**TASK PROMPT**
Copy out, in full, every line below that contains the string "strap".

**ROWS**
════════════════════

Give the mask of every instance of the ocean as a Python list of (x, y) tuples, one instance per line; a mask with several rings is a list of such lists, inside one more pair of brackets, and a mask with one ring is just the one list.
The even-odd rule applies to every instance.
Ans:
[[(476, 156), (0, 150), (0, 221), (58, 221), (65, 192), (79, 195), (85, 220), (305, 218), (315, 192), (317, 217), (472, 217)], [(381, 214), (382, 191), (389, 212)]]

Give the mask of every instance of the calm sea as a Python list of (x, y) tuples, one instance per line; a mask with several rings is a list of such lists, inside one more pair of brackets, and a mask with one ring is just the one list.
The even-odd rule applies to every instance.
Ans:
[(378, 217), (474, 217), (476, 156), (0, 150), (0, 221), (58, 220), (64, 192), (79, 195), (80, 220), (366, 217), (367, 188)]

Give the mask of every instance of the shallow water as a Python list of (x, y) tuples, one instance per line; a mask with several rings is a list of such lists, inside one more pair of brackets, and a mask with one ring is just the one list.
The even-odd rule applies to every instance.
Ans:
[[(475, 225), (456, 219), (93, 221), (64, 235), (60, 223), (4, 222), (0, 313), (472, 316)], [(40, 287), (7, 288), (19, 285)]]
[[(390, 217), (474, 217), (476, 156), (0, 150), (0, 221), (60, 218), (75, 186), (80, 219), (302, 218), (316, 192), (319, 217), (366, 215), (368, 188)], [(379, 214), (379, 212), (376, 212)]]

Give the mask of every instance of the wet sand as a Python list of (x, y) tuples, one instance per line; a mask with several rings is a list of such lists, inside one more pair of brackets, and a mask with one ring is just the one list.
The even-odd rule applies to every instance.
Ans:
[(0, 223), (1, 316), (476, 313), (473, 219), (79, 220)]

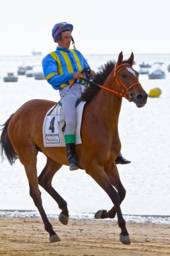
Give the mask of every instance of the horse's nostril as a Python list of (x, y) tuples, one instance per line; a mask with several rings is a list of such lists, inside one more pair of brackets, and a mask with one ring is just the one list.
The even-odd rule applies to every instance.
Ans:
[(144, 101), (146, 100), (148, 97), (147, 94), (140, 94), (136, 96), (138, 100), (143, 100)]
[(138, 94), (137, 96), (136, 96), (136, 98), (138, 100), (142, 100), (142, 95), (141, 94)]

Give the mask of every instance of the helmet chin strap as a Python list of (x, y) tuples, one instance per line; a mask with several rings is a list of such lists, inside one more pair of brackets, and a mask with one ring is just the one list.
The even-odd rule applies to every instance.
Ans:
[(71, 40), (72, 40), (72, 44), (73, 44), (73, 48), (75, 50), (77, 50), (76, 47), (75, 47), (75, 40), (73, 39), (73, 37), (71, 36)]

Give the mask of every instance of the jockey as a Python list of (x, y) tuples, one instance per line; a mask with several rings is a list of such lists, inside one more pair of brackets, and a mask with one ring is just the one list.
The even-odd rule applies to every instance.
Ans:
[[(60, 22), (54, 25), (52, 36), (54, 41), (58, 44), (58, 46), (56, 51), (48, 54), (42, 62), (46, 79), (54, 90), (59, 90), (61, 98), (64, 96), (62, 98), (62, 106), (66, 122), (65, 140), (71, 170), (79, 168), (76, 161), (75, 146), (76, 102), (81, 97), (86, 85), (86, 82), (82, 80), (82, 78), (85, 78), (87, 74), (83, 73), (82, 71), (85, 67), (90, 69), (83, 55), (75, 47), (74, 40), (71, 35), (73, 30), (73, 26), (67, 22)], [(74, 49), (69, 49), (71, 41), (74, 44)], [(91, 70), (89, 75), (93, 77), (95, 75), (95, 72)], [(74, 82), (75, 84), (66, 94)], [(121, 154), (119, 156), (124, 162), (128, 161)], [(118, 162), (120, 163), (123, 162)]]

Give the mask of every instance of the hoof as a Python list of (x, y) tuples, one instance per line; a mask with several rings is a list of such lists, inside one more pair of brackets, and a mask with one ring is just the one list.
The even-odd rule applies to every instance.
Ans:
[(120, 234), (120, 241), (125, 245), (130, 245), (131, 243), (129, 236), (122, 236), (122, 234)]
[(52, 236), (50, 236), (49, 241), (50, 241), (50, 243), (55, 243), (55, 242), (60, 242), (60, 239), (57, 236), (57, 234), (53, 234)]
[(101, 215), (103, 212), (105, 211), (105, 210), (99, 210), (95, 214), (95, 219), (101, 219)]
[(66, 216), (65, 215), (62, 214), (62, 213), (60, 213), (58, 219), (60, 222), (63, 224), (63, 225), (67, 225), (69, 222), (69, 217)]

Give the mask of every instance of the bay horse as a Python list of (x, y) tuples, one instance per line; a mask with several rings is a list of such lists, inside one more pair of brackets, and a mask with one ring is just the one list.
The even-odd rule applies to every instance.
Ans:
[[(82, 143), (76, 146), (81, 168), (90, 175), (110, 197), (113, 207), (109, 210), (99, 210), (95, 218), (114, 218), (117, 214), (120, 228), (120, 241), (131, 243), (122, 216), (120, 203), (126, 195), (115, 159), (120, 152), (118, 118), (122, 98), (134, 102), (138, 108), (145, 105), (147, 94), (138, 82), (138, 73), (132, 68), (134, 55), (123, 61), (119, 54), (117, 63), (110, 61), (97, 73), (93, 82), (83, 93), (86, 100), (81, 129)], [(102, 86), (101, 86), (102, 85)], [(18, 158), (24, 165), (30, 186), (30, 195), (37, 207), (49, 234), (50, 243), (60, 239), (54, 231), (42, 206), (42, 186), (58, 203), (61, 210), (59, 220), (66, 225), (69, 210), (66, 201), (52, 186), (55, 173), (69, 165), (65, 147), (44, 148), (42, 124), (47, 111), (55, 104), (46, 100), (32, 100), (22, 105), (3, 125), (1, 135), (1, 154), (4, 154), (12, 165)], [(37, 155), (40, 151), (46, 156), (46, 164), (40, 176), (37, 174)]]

════════════════════

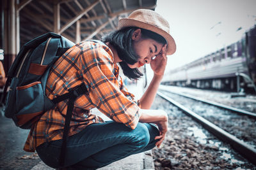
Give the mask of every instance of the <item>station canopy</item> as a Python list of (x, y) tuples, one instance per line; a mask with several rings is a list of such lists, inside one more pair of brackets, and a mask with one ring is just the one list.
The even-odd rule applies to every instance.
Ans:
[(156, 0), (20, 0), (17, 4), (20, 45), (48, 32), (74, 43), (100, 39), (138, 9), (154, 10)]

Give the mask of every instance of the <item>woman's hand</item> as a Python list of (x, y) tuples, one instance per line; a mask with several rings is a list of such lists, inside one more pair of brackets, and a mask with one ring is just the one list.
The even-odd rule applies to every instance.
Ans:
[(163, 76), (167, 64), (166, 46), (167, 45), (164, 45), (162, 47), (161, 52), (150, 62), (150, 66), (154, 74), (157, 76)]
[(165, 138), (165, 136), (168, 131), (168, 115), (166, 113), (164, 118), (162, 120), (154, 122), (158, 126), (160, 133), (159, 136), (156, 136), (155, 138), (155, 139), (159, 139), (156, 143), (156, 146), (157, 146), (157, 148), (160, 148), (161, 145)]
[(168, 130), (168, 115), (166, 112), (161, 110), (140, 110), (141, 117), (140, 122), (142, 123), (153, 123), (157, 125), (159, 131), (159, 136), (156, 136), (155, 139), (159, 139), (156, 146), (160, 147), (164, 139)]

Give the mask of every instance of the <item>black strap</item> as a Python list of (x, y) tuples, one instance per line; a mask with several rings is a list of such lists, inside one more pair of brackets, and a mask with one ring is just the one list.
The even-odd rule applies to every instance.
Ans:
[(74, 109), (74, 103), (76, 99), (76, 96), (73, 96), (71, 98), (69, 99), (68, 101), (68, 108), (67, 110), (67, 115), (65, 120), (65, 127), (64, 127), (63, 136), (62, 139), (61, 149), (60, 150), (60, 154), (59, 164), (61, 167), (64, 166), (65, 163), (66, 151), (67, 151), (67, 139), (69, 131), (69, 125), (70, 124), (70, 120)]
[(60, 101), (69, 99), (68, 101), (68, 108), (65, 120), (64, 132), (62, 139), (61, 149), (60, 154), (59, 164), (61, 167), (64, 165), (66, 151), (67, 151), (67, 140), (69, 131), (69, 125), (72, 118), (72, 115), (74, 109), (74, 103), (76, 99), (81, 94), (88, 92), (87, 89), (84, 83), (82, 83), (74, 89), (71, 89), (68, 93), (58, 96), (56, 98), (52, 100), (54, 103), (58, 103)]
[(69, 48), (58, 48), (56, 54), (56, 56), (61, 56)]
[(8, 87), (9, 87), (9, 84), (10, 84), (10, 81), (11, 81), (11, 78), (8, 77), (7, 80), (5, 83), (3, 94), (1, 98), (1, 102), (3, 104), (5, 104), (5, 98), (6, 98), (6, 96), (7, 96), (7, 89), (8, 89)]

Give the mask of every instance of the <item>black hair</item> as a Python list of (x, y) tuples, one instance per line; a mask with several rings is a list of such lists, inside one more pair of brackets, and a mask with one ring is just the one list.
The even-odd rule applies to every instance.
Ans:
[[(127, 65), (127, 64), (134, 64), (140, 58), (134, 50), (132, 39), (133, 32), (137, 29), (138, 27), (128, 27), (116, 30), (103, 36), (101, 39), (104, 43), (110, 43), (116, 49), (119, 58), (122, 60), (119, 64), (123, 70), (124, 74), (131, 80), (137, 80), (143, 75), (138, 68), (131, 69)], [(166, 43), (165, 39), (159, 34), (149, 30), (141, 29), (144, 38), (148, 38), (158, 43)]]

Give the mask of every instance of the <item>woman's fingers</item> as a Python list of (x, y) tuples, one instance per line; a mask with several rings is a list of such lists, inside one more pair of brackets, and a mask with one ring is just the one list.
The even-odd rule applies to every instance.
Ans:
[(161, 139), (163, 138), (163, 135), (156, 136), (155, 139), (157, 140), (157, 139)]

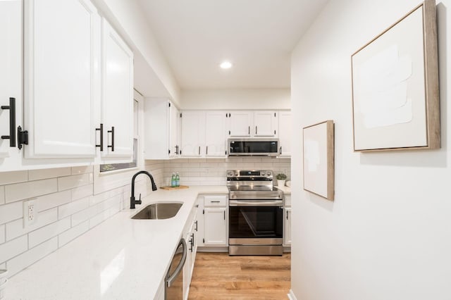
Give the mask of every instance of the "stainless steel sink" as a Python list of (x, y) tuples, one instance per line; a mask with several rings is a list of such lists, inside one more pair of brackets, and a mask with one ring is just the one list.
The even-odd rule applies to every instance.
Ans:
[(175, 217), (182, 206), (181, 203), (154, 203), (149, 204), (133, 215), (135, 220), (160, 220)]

════════════════════

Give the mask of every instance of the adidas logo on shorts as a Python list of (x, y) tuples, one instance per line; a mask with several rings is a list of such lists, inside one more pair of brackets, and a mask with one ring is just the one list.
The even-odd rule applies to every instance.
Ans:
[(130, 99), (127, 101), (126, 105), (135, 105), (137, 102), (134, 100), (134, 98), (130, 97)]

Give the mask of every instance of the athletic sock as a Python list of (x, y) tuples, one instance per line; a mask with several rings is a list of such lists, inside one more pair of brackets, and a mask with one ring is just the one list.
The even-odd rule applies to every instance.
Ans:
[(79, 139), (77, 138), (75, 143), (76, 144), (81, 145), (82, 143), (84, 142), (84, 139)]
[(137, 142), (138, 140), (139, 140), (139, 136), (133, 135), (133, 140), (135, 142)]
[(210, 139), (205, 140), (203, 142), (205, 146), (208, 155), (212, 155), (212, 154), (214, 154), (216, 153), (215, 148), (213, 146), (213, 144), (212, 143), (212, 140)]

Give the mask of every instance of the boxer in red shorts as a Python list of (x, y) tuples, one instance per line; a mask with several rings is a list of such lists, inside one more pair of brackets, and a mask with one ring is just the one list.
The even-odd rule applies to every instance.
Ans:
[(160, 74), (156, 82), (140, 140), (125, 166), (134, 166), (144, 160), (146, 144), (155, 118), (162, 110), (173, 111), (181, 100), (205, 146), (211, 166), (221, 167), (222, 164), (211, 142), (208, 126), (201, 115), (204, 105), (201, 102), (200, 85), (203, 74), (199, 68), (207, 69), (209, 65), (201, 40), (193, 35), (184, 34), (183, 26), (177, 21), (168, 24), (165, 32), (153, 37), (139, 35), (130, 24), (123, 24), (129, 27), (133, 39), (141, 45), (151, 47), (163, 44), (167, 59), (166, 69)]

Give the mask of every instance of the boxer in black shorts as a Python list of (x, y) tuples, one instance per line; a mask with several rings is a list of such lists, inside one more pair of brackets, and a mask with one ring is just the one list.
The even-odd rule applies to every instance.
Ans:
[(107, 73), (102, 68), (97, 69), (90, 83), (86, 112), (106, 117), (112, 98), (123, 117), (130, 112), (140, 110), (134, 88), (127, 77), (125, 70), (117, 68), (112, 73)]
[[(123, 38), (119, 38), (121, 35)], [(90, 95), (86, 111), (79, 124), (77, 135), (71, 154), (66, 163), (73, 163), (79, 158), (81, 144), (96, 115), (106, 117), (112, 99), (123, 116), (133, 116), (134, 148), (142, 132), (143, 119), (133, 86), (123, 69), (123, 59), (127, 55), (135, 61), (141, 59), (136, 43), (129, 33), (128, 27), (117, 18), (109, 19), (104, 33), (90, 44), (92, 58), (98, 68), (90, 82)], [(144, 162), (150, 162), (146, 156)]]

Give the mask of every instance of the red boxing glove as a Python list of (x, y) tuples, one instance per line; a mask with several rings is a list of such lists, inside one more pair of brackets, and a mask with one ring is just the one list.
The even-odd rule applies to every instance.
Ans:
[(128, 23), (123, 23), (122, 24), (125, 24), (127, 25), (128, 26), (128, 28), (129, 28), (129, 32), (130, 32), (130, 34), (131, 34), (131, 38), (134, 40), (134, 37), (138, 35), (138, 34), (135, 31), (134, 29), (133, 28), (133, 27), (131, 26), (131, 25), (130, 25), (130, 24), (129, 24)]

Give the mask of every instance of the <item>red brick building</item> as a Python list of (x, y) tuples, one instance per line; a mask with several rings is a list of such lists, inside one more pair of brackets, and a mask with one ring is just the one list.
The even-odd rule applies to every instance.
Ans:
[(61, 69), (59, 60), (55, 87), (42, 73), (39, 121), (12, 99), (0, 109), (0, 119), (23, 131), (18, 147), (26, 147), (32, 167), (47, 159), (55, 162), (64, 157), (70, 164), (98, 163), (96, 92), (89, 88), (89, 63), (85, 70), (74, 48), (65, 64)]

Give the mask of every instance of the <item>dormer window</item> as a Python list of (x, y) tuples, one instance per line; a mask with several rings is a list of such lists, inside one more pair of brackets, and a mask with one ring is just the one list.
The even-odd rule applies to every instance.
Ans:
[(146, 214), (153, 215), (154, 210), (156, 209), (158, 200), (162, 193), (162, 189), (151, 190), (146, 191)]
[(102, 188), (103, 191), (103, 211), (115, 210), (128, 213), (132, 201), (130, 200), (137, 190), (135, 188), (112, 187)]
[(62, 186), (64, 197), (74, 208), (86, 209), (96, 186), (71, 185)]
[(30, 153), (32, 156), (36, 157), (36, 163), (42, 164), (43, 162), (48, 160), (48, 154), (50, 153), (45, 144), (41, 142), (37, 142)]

════════════════════

**RESULT OF THE EXERCISE**
Give the mask of every instance of the helmet chin strap as a Python list of (x, y) tuples, one instance per line; a mask with several rings is a list of such lists, inside one more pair of brackets, and a mask with one ring is just the one list.
Give the mask of every instance of the <item>black strap</item> as a Python list of (x, y) tuples, one instance per line; a mask with several rings is a list of such lists, inside one more pair of brackets, and a mask with one ring is just the one list.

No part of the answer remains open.